____ Texto proporcionado

El tiempo se detiene en mi cabeza. No tengo la fortaleza para entrar al quirófano. Me dejan ahí parado. Enfermeras salen y entran. Otra vez respiro profundo. Intento meditar pero en mi cabeza hay ruidos, imágenes que parecen premoniciones mal argumentadas por la crisis del miedo. ¡Bowie ha muerto! Ni siquiera tengo el chance de rendirle algún tributo, no puedo escuchar alguna de sus canciones. Me vienen muchas a la mente.

En mi cabeza se asoma un verso del libro de Lucas en el Nuevo Testamento: “Cuando el primer niño que nace es un varón, hay que dedicárselo a Dios”. Apago el celular y comienzo a orar, junto con el nudo en mi garganta, el corazón acelerado y temblando. Doy vueltas alrededor de la incómoda silla de espera, visualizo luces de colores: blanco, amarilla, violeta. Un ejercicio de concentración para pintar los matices de sensaciones.

Veo por una ventanilla al doctor. Levanta sus pestañas y hombros con rostro constipado. Acelera su paso hacia otro cuarto. La enfermera que lo sigue se devuelve y me invita a pasar. Esta vez accedo. Es mi deber acompañar a mi esposa. Sin cámaras, no quiero participar en esa innecesaria costumbre de registrar un ensangrentado parto. Me parece masoquista hacerlo en víspera de la pérdida un hijo. Prefiero ser el soporte a partir de la decepción venidera.

Hay una frialdad en esos espacios, no solo por el hecho de que el aire acondicionado está elevado, sino que todos ahí parecen obreros concentrados en su labor. No quiero incomodar. Me piden que le de la vuelta a la camilla para ubicarme del lado derecho de la cabeza de mi esposa.

⎯ Es una situación muy delicada. Su mujer ya lo sabe, ⎯ me recibe el médico.

La miro con incertidumbre. Ella está calmada aunque puedo notar que su alma está devastada.

⎯ ¿Alguna canción en particular? ⎯ me preguntan con naturalidad.

Pensaba que era una exageración eso de que los médicos colocan música en el quirófano. Esas cosas que inventa la televisión como aquella serie Nip / Tuck que veía en su momento.

⎯ De hecho “Station to Station” me parece bien ⎯ le sugiero a la enfermera.

⎯ ¡Una decisión acertada en honor al Duque Blanco! ⎯ nos dice el médico en plan de complicidad.

Beso a mi esposa en la frente. Me mira con la serenidad del día a día. No pronuncia ninguna palabra pero me deja claro que necesita que me concentre y esté ahí para ella. Me aprieta la mano. Hay un olor a quemado que me aterroriza, es normal en las cesáreas. Comienzo a crearme súper poderes mentales y quiero convertirme en una roca. Todos “corren” a su ritmo en la sala de partos. Veo sangre, una pinza gigante que manipulan con destreza.

________

→ Aplica lo leído
a) Enumera todos los colores de luz que se visualizan en el relato del parto.
b) Prosigue el relato del parto a partir de su última oración.

____ Datos proporcionados

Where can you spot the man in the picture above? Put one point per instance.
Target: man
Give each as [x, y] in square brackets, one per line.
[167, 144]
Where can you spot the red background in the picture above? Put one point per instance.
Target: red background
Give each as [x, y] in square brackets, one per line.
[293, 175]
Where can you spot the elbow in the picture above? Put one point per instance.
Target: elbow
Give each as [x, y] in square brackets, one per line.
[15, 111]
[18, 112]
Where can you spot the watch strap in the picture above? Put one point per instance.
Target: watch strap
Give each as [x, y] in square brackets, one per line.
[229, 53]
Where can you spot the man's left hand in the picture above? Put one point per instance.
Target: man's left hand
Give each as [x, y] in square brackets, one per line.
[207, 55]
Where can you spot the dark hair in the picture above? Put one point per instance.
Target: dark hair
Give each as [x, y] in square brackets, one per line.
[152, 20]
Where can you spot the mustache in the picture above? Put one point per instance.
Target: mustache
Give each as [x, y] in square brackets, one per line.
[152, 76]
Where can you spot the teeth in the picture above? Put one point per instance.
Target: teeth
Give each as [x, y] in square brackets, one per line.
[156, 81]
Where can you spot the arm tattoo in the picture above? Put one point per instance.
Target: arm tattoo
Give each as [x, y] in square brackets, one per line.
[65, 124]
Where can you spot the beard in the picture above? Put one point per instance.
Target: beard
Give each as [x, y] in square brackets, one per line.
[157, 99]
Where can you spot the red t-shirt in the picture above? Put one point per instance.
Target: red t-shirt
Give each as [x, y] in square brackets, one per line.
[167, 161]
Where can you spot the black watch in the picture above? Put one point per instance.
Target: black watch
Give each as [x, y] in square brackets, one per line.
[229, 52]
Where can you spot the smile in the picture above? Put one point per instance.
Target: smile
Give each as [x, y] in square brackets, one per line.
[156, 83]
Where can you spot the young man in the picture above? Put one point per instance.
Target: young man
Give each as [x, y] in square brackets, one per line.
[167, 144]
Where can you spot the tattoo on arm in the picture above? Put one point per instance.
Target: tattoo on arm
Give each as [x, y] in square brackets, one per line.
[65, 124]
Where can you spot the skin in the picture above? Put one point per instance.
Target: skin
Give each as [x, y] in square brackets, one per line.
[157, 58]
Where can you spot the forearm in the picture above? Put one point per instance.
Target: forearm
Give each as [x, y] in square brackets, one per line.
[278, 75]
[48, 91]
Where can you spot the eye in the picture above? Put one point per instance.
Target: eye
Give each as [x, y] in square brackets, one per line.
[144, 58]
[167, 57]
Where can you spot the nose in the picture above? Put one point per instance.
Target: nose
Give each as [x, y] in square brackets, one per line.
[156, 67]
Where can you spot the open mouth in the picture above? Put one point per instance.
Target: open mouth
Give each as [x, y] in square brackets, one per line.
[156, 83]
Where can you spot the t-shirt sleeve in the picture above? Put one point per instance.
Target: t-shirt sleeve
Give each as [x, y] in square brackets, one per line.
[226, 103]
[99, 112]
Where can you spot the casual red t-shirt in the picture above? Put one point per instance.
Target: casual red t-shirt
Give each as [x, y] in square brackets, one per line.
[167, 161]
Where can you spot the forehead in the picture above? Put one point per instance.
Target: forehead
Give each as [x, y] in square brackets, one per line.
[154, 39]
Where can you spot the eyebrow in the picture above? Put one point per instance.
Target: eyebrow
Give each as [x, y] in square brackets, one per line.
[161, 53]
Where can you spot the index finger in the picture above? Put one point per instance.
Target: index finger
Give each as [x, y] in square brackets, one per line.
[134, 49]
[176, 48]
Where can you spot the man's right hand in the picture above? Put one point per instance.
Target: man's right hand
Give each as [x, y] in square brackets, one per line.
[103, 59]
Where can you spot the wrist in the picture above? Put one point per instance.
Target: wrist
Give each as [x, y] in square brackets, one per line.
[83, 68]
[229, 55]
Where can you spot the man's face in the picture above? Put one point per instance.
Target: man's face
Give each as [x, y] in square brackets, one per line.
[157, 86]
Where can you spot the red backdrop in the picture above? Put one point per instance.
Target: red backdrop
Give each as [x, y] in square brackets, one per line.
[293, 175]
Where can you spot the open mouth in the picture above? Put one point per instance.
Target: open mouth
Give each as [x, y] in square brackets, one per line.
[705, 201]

________

→ Respuestas dadas
a) Blanco, amarilla y violeta.

b)
⎯ Ahí está la cabeza, ⎯ dice el doctor, mientras yo observo atónito.

Empiezan a empujar. Veo una considerable cantidad de cabellos negros de una diminuta cabeza que me impresiona. Sacan el pequeño cuerpecito. No emite ningún sonido. Lo alzan. Lo primero que ve, si es que algo ve es a mi, su padre. No hay llantos. No veo las nalgadas. Me paralizo. Se me queda guardado esa mirada de segundos.

⎯ Corten rápido, ⎯ se oye una de las voces que ahí asistía.

La fragilidad del cuerpecito da un suspiro, como que pelea, llora en fade in e inmediatamente lo agarran las enfermeras hacia una esquina. Murmuran medidas. Inmovilizado no pierdo la mirada hacia esa borde. Los llantos aumentan. Mi esposa y yo nos vemos la cara, ambos con lágrimas.

⎯ ¡Ha nacido David! El peligro pasó, los felicito, ⎯ indica el médico con un sonrisa serena en su rostro.

Esa vorágine de sentimientos que me acompañaban se desató en el trayecto. El nudo de la garganta se va desatando, ahora es un llanto de felicidad. “¡Ha nacido David!” pienso otra vez.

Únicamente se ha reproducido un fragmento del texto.